# EXERCISE
Where the line with "Every instance of the black" appears in the records below, start there and transcribe each line exactly through the last.

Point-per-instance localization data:

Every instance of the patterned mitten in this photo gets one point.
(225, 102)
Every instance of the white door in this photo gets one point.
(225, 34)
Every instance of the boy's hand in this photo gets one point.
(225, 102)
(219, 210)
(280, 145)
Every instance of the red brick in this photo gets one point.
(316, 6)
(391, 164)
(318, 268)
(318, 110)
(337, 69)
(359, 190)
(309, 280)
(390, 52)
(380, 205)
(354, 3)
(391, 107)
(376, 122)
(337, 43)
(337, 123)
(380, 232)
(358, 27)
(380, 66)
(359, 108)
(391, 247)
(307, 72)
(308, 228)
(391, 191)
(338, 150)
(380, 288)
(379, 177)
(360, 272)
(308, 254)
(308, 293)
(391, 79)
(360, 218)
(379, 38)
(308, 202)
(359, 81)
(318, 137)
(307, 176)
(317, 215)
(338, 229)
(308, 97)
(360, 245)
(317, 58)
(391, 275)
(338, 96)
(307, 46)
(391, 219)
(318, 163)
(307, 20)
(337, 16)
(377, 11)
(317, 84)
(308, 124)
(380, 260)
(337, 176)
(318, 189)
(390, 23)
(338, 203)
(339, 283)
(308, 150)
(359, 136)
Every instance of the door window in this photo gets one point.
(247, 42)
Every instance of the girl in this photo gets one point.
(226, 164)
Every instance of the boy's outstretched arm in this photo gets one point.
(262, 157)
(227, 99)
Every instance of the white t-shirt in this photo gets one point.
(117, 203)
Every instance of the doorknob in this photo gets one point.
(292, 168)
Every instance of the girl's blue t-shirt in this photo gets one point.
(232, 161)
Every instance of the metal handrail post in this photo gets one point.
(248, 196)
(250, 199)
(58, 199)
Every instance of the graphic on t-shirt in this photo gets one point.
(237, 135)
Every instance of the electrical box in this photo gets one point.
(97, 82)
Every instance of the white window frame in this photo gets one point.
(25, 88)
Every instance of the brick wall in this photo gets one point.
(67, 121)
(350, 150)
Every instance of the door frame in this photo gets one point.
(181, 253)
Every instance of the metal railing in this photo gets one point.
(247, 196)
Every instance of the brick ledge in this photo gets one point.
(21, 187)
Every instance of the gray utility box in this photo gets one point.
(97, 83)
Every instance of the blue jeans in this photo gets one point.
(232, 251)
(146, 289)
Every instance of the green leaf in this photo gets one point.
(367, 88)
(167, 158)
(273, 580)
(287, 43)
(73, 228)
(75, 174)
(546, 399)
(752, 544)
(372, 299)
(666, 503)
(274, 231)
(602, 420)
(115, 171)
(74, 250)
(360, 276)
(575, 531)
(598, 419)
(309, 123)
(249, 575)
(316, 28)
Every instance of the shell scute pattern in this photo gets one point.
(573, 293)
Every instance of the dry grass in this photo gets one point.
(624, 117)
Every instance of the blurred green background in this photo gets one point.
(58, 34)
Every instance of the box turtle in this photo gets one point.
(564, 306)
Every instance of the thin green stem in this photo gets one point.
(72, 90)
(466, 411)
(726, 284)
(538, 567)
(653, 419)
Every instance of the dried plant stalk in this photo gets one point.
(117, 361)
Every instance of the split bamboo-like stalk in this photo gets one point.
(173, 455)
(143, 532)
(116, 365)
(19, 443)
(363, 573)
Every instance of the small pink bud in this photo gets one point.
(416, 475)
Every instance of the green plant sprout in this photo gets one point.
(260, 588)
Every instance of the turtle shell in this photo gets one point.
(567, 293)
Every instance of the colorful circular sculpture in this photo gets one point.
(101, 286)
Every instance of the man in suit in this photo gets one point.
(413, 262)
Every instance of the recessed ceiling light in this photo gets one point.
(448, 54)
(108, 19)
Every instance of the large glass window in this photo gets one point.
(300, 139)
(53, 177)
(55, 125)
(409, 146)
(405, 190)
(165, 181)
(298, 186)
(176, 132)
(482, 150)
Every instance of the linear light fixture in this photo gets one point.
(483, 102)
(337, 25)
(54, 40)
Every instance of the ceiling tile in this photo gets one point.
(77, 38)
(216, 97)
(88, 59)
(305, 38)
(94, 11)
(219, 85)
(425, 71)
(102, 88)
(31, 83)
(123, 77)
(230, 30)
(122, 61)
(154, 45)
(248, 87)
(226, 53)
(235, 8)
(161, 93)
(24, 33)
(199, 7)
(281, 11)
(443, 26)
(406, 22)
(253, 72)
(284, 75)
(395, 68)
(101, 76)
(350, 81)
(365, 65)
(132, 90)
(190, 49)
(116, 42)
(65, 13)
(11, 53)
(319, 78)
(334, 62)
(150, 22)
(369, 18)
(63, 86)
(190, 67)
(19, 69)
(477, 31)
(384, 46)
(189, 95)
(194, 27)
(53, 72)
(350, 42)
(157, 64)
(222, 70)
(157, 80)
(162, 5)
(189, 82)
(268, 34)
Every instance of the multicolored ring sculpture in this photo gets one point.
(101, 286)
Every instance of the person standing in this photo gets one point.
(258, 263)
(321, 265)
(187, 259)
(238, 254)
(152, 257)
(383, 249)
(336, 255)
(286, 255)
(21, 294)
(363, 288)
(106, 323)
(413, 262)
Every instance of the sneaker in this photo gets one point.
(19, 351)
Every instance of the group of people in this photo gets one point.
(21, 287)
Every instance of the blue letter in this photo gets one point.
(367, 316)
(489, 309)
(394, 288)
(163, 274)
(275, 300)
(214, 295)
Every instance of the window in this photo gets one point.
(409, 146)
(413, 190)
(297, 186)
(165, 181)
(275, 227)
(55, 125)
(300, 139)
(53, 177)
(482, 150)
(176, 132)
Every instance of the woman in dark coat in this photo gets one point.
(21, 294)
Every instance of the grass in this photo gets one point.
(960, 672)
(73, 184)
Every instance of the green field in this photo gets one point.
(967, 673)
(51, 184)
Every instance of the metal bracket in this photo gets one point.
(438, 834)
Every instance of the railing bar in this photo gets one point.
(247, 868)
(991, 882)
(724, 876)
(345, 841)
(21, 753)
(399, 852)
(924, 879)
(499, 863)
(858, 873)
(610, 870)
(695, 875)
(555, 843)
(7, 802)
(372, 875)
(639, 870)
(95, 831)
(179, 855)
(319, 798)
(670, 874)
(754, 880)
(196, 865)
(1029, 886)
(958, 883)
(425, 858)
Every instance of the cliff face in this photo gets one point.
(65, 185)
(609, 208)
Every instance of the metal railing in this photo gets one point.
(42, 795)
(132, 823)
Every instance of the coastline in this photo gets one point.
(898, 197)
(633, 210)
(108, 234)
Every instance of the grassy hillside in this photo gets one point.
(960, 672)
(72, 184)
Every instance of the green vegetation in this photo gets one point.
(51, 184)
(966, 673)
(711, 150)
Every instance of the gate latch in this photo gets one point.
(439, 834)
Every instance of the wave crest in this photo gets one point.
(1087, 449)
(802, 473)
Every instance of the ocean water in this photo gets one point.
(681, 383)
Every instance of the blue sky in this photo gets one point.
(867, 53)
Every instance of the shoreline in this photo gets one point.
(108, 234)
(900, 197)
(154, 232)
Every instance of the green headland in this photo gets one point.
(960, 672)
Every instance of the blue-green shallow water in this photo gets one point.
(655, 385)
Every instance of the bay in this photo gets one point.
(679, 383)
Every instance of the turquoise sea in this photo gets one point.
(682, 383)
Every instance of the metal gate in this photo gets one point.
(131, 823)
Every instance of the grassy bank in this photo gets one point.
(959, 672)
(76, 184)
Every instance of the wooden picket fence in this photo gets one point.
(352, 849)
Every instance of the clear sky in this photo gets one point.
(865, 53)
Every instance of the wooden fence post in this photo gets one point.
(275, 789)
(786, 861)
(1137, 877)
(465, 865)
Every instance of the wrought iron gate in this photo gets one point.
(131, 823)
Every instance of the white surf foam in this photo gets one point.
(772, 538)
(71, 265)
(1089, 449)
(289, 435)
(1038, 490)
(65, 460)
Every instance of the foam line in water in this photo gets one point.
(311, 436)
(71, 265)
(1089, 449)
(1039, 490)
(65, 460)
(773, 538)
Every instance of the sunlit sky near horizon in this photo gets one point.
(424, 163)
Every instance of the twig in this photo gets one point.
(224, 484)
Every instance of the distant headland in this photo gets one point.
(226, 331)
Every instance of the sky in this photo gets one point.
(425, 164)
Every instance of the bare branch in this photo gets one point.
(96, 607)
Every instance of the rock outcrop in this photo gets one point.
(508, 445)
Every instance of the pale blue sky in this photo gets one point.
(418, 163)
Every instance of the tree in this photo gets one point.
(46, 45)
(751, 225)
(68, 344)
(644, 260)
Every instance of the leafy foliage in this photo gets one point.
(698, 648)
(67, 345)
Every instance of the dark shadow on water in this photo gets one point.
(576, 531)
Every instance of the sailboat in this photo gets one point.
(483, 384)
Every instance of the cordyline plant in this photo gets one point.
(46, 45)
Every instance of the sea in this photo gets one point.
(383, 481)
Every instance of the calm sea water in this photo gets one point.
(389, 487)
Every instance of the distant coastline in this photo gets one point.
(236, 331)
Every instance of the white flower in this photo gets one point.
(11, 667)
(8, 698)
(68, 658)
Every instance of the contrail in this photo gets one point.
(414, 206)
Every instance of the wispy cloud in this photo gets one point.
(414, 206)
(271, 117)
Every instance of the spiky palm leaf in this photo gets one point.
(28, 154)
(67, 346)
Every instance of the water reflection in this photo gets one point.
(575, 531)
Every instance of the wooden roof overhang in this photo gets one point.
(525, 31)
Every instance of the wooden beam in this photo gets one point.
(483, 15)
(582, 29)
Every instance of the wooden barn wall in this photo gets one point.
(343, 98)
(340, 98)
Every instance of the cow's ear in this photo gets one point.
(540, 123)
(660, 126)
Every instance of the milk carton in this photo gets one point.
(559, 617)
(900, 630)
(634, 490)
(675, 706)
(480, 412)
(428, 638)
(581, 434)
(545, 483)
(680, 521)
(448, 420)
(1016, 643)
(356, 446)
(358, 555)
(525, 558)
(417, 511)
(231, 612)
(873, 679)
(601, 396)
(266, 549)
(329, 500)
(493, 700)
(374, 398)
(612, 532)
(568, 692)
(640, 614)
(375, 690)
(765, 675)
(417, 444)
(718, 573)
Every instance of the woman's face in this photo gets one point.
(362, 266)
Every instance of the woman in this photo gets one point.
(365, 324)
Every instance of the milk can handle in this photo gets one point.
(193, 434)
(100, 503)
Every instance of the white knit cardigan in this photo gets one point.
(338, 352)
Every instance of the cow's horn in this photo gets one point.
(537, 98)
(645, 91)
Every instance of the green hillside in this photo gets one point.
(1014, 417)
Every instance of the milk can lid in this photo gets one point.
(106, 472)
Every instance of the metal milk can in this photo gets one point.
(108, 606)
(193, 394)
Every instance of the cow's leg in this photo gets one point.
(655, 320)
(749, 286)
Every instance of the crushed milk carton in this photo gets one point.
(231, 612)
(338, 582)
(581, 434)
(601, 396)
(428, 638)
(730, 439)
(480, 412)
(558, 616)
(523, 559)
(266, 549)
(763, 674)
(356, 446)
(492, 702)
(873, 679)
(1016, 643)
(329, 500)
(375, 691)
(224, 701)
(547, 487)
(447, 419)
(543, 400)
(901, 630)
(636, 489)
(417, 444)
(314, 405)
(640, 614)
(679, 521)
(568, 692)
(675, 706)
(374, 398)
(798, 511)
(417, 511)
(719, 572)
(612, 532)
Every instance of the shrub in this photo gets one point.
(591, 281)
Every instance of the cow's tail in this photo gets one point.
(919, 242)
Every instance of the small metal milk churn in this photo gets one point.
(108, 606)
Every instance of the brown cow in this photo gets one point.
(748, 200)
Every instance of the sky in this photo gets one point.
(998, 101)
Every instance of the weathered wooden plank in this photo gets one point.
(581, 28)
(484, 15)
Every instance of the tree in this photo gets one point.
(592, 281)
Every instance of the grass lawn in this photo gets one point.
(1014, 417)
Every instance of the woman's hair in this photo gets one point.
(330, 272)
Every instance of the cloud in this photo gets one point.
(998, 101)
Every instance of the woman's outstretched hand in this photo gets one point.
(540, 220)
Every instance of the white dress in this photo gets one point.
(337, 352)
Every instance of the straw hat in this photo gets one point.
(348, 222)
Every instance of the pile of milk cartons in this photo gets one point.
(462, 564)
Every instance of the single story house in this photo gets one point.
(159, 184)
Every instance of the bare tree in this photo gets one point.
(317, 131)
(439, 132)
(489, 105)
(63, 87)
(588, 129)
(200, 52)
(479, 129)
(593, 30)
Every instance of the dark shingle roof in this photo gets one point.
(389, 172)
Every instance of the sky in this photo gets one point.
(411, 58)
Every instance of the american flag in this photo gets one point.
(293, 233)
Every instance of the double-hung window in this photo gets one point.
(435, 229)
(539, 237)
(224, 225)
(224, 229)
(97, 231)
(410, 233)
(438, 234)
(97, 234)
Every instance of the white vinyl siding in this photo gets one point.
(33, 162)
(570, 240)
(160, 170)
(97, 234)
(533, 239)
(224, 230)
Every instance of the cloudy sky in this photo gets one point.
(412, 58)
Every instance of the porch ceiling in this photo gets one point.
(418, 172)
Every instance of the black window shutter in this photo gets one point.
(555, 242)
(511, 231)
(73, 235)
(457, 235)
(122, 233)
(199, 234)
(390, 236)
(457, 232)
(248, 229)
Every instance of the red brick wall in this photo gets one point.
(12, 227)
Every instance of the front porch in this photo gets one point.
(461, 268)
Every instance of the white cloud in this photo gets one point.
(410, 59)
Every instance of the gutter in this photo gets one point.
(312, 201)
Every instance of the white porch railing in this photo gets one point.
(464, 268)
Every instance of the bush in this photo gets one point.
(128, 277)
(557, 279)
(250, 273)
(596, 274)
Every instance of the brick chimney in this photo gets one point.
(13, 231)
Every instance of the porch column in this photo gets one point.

# EXERCISE RESPONSE
Every instance of the black window shutter in this photo gets one point.
(555, 242)
(511, 231)
(73, 235)
(457, 235)
(122, 233)
(199, 234)
(390, 236)
(457, 232)
(248, 229)
Every instance of the red brick wall in this photo gets one point.
(12, 227)
Every instance of the front porch in this photo gets one point.
(461, 268)
Every instance of the white cloud in this photo gets one point.
(410, 59)
Every instance of the gutter in this photo gets one point.
(312, 201)
Every instance of the white porch railing in this photo gets one point.
(464, 268)
Every instance of the bush in this photo gets one point.
(128, 277)
(557, 279)
(250, 273)
(596, 274)
Every instance of the brick chimney in this photo gets one point.
(13, 231)
Every instance of the porch column in this photo gets one point.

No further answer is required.